-- START Extract --

Sure we all did in our twenties, we all did.
I was like, keep it honest, but if it's sad, I need to cry. And so there was this budding of heads. I was like, that work felt honest, but I didn't cry. So I missed the mark.
Yeah, what did you? What was your You may have talked about this, and forgive me if you have, but remind me a bit about your experience as an actor before this show, Like were you hired to do dramatic work a lot or were you doing mostly comedy or.
No a drama? Are you so my first kind of first job was a nighttime soap opera shout out to remember my network TV channel thirteen in La I did. I did a nighttime soap, did sixty episodes as a self contained series, did another nighttime soap, and then my next like proper job was Lipstick Jungle. So it was yeah, you know it was It wasn't like HBO drama, but it was, you know, like One Tree Hill level drama. However, I will say going back watching this, this was me getting thrown into the deep end. I had never had to do real pain, because this is a different kind of pain.

-- END Extract --

| What the exercise asks |
Extend the conversation about acting work before the show, starting after its final sentence.

-- START Rows --

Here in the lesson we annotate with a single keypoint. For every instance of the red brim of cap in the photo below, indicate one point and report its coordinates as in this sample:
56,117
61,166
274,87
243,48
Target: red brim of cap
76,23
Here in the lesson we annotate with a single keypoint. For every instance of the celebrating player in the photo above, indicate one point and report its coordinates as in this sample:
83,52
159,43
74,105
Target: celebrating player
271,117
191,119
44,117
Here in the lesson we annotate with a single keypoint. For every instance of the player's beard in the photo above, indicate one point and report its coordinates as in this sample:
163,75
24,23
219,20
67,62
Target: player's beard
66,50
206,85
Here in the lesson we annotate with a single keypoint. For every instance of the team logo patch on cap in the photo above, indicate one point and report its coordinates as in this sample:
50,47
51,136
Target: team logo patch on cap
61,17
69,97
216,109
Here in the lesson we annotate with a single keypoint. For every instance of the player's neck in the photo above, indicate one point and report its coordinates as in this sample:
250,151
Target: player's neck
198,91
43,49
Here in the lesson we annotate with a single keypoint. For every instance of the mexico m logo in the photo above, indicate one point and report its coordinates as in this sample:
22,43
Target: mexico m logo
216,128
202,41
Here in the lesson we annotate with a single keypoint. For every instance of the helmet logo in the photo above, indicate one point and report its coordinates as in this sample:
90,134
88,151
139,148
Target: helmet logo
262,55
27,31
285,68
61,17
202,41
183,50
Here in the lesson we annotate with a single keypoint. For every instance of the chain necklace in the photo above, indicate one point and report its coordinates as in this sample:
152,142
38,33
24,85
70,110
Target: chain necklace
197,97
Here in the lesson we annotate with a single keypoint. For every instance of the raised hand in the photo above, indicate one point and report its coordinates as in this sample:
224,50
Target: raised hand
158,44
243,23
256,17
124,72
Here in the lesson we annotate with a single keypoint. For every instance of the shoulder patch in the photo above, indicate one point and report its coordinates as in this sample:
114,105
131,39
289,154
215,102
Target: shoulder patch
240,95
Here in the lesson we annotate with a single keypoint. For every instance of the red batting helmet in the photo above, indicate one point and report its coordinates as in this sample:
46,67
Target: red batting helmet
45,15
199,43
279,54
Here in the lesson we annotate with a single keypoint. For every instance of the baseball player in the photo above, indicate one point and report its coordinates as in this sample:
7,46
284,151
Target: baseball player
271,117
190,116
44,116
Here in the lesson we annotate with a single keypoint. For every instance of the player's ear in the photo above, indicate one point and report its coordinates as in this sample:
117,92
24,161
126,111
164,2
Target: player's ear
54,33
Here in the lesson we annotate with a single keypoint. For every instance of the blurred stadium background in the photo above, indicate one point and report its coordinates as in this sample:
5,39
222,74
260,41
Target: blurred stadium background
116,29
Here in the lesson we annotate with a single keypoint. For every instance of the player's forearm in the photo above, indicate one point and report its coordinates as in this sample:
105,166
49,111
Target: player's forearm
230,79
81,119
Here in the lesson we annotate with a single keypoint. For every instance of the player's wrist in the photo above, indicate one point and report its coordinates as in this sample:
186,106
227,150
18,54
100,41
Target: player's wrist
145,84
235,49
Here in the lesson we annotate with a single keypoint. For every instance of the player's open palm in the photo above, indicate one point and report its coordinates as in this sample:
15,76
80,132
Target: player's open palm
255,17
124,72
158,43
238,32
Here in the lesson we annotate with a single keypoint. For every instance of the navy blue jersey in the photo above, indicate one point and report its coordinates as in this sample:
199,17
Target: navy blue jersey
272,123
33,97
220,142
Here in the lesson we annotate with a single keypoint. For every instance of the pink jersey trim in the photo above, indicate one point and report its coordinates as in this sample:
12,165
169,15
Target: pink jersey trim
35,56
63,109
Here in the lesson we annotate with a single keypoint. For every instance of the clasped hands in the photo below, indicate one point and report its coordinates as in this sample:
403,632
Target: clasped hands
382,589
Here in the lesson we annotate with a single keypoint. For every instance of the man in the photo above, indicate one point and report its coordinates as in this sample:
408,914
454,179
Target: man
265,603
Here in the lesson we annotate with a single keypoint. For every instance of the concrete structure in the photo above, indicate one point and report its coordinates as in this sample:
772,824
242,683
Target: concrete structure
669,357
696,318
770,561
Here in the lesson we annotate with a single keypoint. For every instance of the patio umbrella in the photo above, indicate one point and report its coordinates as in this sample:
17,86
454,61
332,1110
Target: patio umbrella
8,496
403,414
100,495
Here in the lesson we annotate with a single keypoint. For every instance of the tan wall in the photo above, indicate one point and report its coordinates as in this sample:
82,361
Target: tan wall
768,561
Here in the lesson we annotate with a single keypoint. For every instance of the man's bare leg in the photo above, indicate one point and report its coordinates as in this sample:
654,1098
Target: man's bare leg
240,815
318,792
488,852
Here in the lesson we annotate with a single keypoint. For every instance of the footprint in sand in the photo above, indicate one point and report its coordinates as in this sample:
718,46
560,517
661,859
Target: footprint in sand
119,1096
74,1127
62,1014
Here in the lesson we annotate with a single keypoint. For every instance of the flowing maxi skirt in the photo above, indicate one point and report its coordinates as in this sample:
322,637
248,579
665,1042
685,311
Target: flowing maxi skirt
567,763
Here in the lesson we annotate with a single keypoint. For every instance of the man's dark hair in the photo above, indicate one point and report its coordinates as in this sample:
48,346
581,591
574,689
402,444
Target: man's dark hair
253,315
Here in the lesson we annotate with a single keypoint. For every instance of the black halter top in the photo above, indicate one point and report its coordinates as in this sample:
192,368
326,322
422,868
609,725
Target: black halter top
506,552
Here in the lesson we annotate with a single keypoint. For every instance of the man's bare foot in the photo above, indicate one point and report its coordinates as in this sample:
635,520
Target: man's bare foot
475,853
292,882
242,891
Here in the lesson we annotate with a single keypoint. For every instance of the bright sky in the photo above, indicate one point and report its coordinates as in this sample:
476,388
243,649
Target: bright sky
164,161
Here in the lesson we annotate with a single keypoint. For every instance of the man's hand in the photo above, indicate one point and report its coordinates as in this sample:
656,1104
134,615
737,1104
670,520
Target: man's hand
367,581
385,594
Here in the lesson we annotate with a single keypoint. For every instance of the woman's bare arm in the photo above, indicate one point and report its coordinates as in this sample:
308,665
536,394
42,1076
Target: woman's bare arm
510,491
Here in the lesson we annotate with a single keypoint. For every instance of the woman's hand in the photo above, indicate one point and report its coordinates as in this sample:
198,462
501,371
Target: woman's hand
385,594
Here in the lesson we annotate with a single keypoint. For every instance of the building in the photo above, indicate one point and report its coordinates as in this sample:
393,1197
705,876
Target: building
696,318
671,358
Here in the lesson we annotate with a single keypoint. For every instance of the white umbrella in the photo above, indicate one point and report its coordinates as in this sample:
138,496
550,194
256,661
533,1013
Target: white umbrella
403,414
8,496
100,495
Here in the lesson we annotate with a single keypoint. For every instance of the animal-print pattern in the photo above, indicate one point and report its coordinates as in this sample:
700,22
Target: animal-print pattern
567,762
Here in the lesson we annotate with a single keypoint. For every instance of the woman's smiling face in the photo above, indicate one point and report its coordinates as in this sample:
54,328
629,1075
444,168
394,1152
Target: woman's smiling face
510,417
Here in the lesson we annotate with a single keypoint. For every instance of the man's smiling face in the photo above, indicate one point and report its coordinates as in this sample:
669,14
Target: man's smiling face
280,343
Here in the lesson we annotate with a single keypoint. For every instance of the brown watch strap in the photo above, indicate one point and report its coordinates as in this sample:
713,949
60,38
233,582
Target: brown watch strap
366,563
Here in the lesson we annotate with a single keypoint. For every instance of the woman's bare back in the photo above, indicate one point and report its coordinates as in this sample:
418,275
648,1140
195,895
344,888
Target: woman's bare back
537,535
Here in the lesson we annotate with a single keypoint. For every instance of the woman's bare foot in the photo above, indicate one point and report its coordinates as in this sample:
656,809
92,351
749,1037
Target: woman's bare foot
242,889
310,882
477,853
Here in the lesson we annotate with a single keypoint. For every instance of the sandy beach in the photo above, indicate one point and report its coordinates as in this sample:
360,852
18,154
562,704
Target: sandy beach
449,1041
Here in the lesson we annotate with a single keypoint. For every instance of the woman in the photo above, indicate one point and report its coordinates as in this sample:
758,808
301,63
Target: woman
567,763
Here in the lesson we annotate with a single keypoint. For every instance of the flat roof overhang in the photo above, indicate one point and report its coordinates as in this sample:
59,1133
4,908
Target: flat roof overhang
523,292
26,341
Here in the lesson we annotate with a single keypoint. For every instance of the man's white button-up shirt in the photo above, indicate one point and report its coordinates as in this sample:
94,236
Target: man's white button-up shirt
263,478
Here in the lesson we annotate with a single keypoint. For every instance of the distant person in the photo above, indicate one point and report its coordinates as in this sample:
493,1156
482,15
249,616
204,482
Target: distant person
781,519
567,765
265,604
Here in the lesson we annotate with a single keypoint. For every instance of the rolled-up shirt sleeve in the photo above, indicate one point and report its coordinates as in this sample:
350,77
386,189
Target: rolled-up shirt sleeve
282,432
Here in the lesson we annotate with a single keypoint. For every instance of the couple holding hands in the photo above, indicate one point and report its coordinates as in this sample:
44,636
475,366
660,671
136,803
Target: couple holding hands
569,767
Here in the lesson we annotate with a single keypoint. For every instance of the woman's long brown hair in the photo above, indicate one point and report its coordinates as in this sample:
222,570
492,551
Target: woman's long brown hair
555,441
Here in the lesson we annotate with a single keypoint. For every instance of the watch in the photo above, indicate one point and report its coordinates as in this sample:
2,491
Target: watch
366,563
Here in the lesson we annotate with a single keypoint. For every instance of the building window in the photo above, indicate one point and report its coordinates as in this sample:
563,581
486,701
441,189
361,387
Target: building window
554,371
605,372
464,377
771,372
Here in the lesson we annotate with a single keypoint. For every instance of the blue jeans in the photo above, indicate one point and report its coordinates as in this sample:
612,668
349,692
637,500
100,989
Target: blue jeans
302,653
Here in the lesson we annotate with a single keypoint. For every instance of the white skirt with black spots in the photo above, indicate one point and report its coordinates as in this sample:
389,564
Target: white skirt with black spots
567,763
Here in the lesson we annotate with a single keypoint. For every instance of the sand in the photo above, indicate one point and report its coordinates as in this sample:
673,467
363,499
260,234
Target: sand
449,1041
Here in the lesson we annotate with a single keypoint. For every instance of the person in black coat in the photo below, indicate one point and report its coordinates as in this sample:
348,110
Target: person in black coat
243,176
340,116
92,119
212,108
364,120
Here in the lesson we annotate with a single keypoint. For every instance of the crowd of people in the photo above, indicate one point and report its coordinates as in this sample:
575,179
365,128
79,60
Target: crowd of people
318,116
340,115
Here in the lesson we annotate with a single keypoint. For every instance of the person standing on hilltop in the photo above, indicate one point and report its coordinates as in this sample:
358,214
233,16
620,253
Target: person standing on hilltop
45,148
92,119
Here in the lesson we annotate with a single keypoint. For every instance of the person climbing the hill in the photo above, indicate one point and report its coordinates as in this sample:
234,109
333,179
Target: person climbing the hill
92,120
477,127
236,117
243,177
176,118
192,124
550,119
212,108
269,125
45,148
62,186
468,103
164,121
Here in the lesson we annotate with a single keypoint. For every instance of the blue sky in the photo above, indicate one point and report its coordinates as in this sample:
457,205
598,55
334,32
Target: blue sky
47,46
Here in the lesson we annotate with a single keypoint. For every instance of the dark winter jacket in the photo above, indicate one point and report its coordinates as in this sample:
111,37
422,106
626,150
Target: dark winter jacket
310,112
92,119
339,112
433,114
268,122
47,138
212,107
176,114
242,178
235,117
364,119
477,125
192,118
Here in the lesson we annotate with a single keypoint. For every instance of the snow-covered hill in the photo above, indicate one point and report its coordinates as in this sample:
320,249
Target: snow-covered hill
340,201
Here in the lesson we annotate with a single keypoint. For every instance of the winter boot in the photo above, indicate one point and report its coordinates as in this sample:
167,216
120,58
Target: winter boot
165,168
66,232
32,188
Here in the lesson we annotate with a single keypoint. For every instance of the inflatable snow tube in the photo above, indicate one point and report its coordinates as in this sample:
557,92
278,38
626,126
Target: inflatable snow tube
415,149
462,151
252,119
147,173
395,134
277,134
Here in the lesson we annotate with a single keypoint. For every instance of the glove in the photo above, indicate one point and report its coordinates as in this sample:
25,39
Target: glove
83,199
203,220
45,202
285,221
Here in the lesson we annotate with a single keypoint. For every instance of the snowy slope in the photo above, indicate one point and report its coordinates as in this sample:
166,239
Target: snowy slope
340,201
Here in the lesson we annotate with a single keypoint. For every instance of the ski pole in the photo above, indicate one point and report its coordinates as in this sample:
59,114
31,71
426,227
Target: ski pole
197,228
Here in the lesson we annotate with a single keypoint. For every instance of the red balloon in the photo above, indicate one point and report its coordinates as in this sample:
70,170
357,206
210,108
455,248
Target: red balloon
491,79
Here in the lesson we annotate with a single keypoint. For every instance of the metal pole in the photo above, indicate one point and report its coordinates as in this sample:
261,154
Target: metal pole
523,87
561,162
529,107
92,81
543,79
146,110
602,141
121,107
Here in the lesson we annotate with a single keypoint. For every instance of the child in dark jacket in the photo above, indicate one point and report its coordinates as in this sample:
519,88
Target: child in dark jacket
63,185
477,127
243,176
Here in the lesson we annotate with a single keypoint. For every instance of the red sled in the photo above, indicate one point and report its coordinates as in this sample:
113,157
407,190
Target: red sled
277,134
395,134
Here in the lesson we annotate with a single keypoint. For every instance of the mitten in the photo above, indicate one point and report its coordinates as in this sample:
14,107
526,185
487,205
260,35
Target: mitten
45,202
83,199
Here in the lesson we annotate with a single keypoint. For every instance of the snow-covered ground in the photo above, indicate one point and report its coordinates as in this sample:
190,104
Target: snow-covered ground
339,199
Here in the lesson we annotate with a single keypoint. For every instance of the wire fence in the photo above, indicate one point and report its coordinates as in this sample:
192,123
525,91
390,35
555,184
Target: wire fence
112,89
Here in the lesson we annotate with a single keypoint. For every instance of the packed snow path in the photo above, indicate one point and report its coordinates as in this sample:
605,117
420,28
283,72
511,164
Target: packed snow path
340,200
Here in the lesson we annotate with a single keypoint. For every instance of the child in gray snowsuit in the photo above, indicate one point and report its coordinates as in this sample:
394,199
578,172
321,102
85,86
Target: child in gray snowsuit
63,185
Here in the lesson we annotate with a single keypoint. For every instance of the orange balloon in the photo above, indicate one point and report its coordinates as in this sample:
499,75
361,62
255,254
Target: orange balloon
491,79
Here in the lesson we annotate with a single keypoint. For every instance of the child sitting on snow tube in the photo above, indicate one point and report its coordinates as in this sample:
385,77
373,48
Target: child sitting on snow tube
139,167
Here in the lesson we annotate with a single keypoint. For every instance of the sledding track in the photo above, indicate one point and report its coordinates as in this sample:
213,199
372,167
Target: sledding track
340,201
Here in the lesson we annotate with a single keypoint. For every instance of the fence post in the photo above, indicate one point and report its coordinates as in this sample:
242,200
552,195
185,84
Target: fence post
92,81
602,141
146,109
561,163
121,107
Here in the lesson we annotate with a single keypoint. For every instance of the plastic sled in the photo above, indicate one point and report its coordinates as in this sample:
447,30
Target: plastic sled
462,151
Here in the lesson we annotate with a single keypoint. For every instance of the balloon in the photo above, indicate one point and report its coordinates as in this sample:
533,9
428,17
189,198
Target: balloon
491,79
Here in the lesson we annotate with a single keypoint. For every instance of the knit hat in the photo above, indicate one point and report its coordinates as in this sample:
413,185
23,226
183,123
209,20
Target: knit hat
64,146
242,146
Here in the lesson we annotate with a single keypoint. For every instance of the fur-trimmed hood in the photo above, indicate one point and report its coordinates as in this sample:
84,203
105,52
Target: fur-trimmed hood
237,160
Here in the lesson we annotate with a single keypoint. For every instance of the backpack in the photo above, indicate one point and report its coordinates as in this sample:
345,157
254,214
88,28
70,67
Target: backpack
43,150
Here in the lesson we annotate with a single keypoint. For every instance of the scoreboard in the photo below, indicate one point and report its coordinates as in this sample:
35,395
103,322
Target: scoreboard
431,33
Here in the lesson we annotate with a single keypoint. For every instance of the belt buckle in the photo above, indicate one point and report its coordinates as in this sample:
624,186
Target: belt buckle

-- END Rows --

| Exercise result |
Like losing, That's what I'm saying.
Yeah, yes, this was a This was a first for me, which is again I had no touchstone for this role, so I didn't know if like, yeah, am I am I doing this love story of disservice by not being more devastated, you know, because all I'd ever done before is like I got cheated on my girlfriend dumped me.
But I love him.
Yeah, yeah, exactly. Uh So it was a first. Yeah, I mean this dude, Clay, Like I was saying, like Hillary, I remember listening last season to the show and going, dude, she's getting put through the ringer, And I thought about my thing. And then in an episode with her when she was like, tell me if you've ever your character ever went through these things, and I realized, oh my gosh, you know, Clay's got put through.
It too, uh huh yeah.
And then at least at least as the show goes on, Clay gets to sort of he walks through fire, but then he gets out on the happy, silly side, you know.
Yeah, how fun though that you get to you really got to dive in emotionally, dig deep, emotionally do.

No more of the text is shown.